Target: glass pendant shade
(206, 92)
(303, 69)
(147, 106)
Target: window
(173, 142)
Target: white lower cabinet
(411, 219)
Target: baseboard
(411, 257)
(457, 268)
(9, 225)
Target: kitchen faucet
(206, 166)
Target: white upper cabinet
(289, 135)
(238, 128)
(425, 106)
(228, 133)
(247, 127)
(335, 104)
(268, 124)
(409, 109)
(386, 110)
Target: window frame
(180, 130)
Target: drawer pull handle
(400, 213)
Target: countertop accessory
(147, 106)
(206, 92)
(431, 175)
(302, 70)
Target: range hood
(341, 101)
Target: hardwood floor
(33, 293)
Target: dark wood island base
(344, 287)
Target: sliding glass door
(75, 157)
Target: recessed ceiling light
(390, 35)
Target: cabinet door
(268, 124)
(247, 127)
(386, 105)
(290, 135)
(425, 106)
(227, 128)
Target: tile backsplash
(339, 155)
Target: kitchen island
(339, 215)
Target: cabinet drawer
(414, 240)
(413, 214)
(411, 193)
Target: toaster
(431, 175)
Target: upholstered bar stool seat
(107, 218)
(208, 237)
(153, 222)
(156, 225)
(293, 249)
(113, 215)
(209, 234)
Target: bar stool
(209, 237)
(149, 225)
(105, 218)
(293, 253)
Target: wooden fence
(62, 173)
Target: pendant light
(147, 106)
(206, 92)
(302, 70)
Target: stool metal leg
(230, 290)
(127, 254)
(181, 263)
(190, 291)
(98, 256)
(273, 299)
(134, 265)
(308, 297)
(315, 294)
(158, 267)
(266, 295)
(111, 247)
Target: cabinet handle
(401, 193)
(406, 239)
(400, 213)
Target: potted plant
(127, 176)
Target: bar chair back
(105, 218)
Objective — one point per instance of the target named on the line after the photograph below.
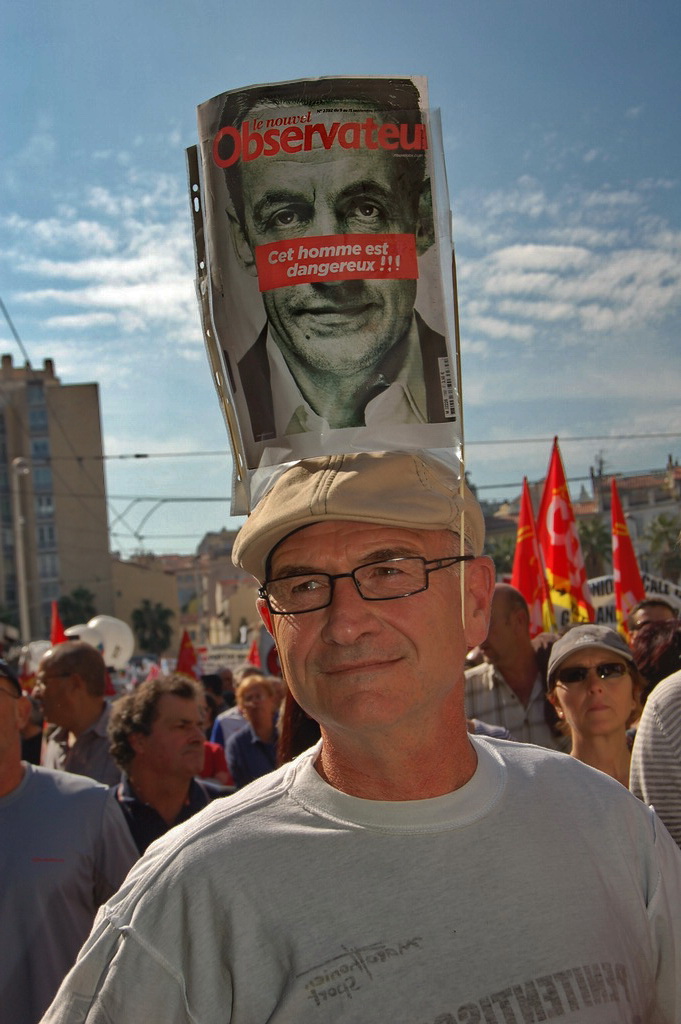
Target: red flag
(56, 632)
(187, 663)
(528, 576)
(629, 589)
(254, 655)
(559, 541)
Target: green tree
(502, 549)
(151, 624)
(663, 536)
(77, 607)
(596, 545)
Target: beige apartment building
(52, 495)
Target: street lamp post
(20, 468)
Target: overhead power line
(661, 435)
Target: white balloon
(119, 641)
(31, 654)
(87, 634)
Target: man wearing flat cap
(400, 870)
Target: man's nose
(348, 615)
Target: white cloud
(80, 322)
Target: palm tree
(151, 624)
(664, 535)
(77, 607)
(596, 546)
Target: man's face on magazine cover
(335, 327)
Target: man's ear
(22, 712)
(242, 246)
(263, 611)
(425, 229)
(478, 586)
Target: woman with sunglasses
(594, 686)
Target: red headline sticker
(335, 257)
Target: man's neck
(411, 766)
(11, 773)
(340, 398)
(167, 795)
(609, 754)
(84, 721)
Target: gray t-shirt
(542, 889)
(655, 771)
(65, 848)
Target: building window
(34, 392)
(38, 420)
(44, 506)
(46, 537)
(40, 448)
(42, 477)
(47, 566)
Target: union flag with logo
(528, 576)
(629, 589)
(559, 542)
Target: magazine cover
(325, 272)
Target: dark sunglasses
(578, 673)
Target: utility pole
(20, 468)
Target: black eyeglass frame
(606, 670)
(436, 563)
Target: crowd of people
(315, 840)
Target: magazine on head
(325, 272)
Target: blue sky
(560, 124)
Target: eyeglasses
(43, 680)
(578, 673)
(384, 581)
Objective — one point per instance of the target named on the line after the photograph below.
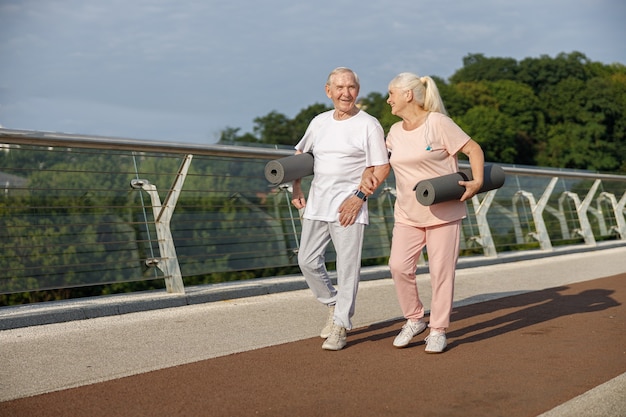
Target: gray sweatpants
(348, 243)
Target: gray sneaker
(337, 338)
(436, 342)
(409, 330)
(329, 323)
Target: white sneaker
(436, 342)
(409, 330)
(329, 323)
(337, 338)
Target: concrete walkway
(57, 356)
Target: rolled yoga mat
(447, 188)
(289, 168)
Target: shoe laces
(410, 327)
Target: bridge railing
(79, 210)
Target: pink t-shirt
(424, 153)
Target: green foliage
(565, 111)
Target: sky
(184, 70)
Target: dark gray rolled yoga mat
(447, 188)
(289, 168)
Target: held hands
(471, 188)
(349, 210)
(369, 182)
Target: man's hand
(297, 196)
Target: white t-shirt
(342, 149)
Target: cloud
(141, 67)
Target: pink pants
(442, 244)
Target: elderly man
(345, 142)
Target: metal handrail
(513, 207)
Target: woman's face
(398, 100)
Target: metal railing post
(168, 263)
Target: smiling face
(343, 90)
(398, 100)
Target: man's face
(343, 91)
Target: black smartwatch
(360, 194)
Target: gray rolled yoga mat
(446, 187)
(289, 168)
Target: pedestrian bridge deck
(528, 337)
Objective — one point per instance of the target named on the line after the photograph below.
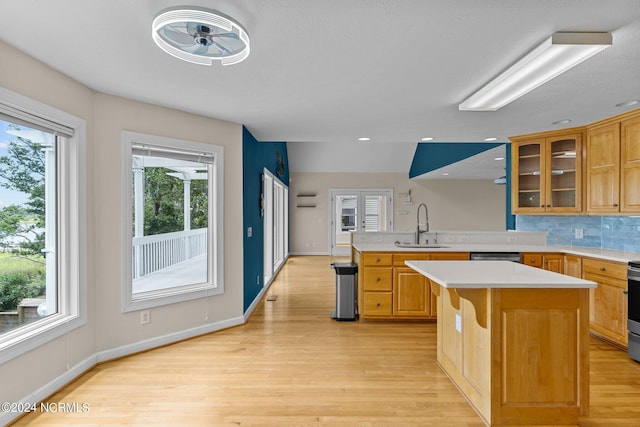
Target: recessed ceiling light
(561, 122)
(200, 36)
(628, 103)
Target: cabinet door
(630, 165)
(553, 262)
(564, 173)
(411, 294)
(608, 308)
(603, 168)
(573, 266)
(528, 176)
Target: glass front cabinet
(547, 173)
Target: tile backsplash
(607, 232)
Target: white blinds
(18, 116)
(372, 211)
(171, 153)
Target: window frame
(71, 233)
(215, 238)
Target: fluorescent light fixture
(554, 56)
(200, 36)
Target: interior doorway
(358, 210)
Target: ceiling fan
(200, 36)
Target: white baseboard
(74, 372)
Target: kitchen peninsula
(513, 338)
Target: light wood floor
(292, 365)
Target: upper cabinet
(613, 165)
(547, 173)
(553, 171)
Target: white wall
(108, 331)
(453, 205)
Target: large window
(42, 251)
(173, 218)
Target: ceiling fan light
(200, 36)
(557, 54)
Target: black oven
(633, 321)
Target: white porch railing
(154, 253)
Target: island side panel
(464, 348)
(540, 356)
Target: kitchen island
(513, 338)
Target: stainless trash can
(346, 291)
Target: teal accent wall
(256, 156)
(430, 156)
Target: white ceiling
(327, 72)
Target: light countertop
(494, 274)
(605, 254)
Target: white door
(358, 210)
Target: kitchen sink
(419, 245)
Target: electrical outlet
(145, 317)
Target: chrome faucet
(426, 213)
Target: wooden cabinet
(547, 173)
(603, 168)
(630, 165)
(547, 261)
(613, 165)
(375, 285)
(388, 289)
(572, 266)
(411, 293)
(608, 302)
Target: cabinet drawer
(377, 304)
(377, 259)
(378, 279)
(614, 270)
(399, 259)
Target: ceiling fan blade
(228, 35)
(178, 36)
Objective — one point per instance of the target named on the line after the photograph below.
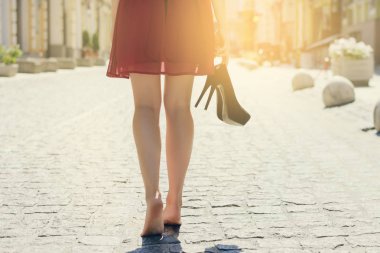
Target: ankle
(177, 202)
(154, 198)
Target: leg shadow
(224, 248)
(167, 243)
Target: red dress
(173, 37)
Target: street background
(299, 177)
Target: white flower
(350, 48)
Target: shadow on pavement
(169, 243)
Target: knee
(178, 107)
(153, 110)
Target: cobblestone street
(297, 178)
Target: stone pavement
(296, 178)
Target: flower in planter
(350, 48)
(8, 56)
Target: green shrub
(86, 42)
(95, 42)
(9, 56)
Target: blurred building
(309, 26)
(54, 28)
(241, 21)
(361, 19)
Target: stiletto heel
(229, 109)
(209, 96)
(207, 85)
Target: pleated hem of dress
(127, 73)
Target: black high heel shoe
(228, 108)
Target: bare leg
(179, 140)
(146, 131)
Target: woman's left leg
(179, 140)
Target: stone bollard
(376, 117)
(302, 80)
(338, 91)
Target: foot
(172, 213)
(153, 218)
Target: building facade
(46, 28)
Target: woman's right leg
(146, 131)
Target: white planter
(357, 71)
(8, 70)
(376, 116)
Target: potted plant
(353, 60)
(86, 60)
(95, 44)
(8, 65)
(86, 45)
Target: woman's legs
(146, 131)
(179, 140)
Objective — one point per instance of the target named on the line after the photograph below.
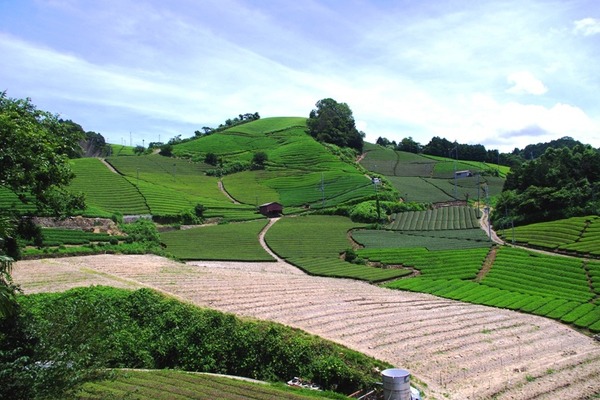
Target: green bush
(101, 327)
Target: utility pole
(323, 189)
(376, 182)
(455, 150)
(478, 198)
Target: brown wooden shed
(271, 209)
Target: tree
(8, 289)
(34, 150)
(166, 150)
(332, 122)
(408, 144)
(211, 159)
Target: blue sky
(501, 73)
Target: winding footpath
(454, 350)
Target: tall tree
(332, 122)
(34, 158)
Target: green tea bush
(101, 327)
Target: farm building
(270, 209)
(463, 174)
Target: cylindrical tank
(396, 384)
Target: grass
(443, 218)
(416, 188)
(10, 201)
(174, 384)
(551, 286)
(431, 179)
(235, 241)
(580, 235)
(315, 243)
(446, 264)
(106, 190)
(431, 240)
(57, 237)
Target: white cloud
(587, 26)
(523, 82)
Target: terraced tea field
(458, 350)
(431, 179)
(579, 235)
(106, 190)
(443, 218)
(142, 385)
(219, 242)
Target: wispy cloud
(523, 82)
(472, 73)
(587, 26)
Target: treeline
(60, 340)
(444, 148)
(91, 144)
(476, 152)
(561, 183)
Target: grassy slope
(431, 179)
(238, 242)
(296, 166)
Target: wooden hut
(272, 209)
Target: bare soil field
(453, 350)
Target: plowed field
(457, 350)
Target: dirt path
(110, 167)
(460, 351)
(484, 223)
(226, 193)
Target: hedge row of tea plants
(105, 189)
(437, 219)
(236, 242)
(116, 328)
(158, 384)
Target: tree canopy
(332, 122)
(34, 159)
(561, 183)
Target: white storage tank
(396, 384)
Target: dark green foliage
(332, 122)
(561, 183)
(34, 151)
(142, 231)
(259, 159)
(211, 159)
(166, 150)
(106, 327)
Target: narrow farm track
(459, 351)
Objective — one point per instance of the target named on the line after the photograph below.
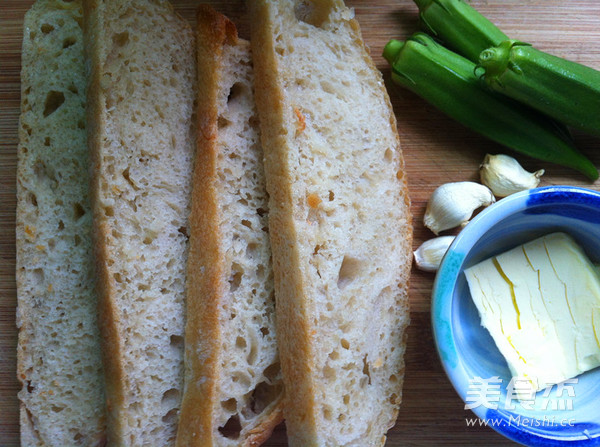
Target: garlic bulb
(505, 176)
(452, 204)
(429, 255)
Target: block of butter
(541, 304)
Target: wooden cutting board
(436, 151)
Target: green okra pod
(448, 81)
(564, 90)
(459, 26)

WHAT THE TASK REQUIRES: Reproduce, exactly and with no pictures, the lines from the line containing "Target: dirt path" through the closing line of the data above, keeping both ends.

EXERCISE ANSWER:
Target: dirt path
(110, 167)
(460, 351)
(484, 223)
(226, 193)
Target: hedge row of tea plants
(105, 189)
(437, 219)
(236, 242)
(116, 328)
(158, 384)
Target: tree canopy
(332, 122)
(34, 159)
(561, 183)
Target: white storage tank
(396, 384)
Target: dark green foliage
(332, 122)
(561, 183)
(34, 151)
(142, 231)
(259, 159)
(211, 159)
(166, 150)
(106, 327)
Target: narrow farm track
(459, 351)
Objective — one point per instance of the target named on the line after the photograph below.
Target: garlic bulb
(505, 176)
(452, 204)
(429, 255)
Target: block of butter
(541, 304)
Target: wooden cutting board
(436, 151)
Target: green okra pod
(448, 81)
(564, 90)
(459, 26)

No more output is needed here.